> **Text extract**:
=====
A Singular Vision: Powell and Pressburger
With their celebrated masterpiece The Red Shoes currently showing on the big screen, Mike Pinnington considers the films of Michael Powell and Emeric Pressburger…
When I think about the moments of movie magic that have stayed with me well beyond the first viewing of a film, few can compete with the flights of fantasy conjured by filmmaking duo, Michael Powell and Emeric Pressburger. Each subsequent viewing of certain of their films (and there have been many) is accompanied with an anticipation of a warm, comforting hug; but, also, and as if for the first time, to be touched in head and heart with something of the ineffable-verging-on-the-miraculous.
The partnership of Englishman Powell and Hungarian émigré Pressburger is one of the most fruitful in British cinema history – they would work together (under the name, The Archers) between 1939 and 1972 on more than 20 features. I feel it is worth noting here that even a relatively minor P&P movie is better than much of what we might see at the multi-plex today, but they truly hit their stride with a phenomenal run during the 1940s in a perfect marriage of creativity and execution; that run produced no less than four masterpieces, beginning with 1943’s The Life and Death of Colonel Blimp.
But it was their following trio of phenomenal films that I can’t separate, either in terms of their resounding excellence or, indeed, which I saw first. (Whichever, it would most likely have been on an old black and white TV set during a happy weekend spent at my nan and granddad’s.) Chronologically, it begins in 1946 with A Matter of Life and Death, followed by Black Narcissus (1947) and, rounding out the perfect hattrick, 1948’s The Red Shoes. These were bold, even subversive, experimentations with style, form and more.
=====
Rows from a pointing dataset
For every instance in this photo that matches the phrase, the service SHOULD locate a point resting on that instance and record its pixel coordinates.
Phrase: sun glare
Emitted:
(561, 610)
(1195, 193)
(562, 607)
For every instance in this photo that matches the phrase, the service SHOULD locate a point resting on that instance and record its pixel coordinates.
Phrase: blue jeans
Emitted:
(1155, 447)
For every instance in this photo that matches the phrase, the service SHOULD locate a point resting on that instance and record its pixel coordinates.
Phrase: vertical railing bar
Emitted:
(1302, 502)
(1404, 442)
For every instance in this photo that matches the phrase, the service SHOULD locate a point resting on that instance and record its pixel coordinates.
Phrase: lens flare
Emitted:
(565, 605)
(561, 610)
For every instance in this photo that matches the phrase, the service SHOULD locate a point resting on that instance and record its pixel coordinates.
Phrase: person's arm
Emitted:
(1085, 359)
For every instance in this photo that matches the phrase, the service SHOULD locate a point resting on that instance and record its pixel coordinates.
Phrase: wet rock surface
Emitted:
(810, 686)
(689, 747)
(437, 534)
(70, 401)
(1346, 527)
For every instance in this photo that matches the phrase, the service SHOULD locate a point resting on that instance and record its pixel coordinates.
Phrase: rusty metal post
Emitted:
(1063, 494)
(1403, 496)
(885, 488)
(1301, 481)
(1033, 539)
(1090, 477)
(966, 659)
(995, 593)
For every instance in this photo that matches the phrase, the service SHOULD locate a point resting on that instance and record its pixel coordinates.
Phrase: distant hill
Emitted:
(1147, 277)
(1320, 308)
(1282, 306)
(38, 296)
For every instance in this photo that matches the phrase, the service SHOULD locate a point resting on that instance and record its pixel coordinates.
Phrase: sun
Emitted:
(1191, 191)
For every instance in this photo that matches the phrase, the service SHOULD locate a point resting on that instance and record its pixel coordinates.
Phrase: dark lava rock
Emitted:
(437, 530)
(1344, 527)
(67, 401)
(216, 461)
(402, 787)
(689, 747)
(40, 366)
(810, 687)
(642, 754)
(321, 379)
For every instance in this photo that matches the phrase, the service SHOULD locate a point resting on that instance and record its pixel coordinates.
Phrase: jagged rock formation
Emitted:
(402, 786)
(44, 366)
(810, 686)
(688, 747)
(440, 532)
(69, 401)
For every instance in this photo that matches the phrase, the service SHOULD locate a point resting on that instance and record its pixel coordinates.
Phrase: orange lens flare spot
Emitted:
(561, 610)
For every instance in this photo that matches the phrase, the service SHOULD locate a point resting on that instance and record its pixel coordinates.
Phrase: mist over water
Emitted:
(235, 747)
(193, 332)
=====
> **Goals**:
(1) Reproduce the entire Powell and Pressburger article word for word.
(2) Show each line in the records that contains the word "lens".

> **Answers given**:
(1)
A Singular Vision: Powell and Pressburger
With their celebrated masterpiece The Red Shoes currently showing on the big screen, Mike Pinnington considers the films of Michael Powell and Emeric Pressburger…
When I think about the moments of movie magic that have stayed with me well beyond the first viewing of a film, few can compete with the flights of fantasy conjured by filmmaking duo, Michael Powell and Emeric Pressburger. Each subsequent viewing of certain of their films (and there have been many) is accompanied with an anticipation of a warm, comforting hug; but, also, and as if for the first time, to be touched in head and heart with something of the ineffable-verging-on-the-miraculous.
The partnership of Englishman Powell and Hungarian émigré Pressburger is one of the most fruitful in British cinema history – they would work together (under the name, The Archers) between 1939 and 1972 on more than 20 features. I feel it is worth noting here that even a relatively minor P&P movie is better than much of what we might see at the multi-plex today, but they truly hit their stride with a phenomenal run during the 1940s in a perfect marriage of creativity and execution; that run produced no less than four masterpieces, beginning with 1943’s The Life and Death of Colonel Blimp.
But it was their following trio of phenomenal films that I can’t separate, either in terms of their resounding excellence or, indeed, which I saw first. (Whichever, it would most likely have been on an old black and white TV set during a happy weekend spent at my nan and granddad’s.) Chronologically, it begins in 1946 with A Matter of Life and Death, followed by Black Narcissus (1947) and, rounding out the perfect hattrick, 1948’s The Red Shoes. These were bold, even subversive, experimentations with style, form and more.

(2)
Phrase: lens flare
Phrase: orange lens flare spot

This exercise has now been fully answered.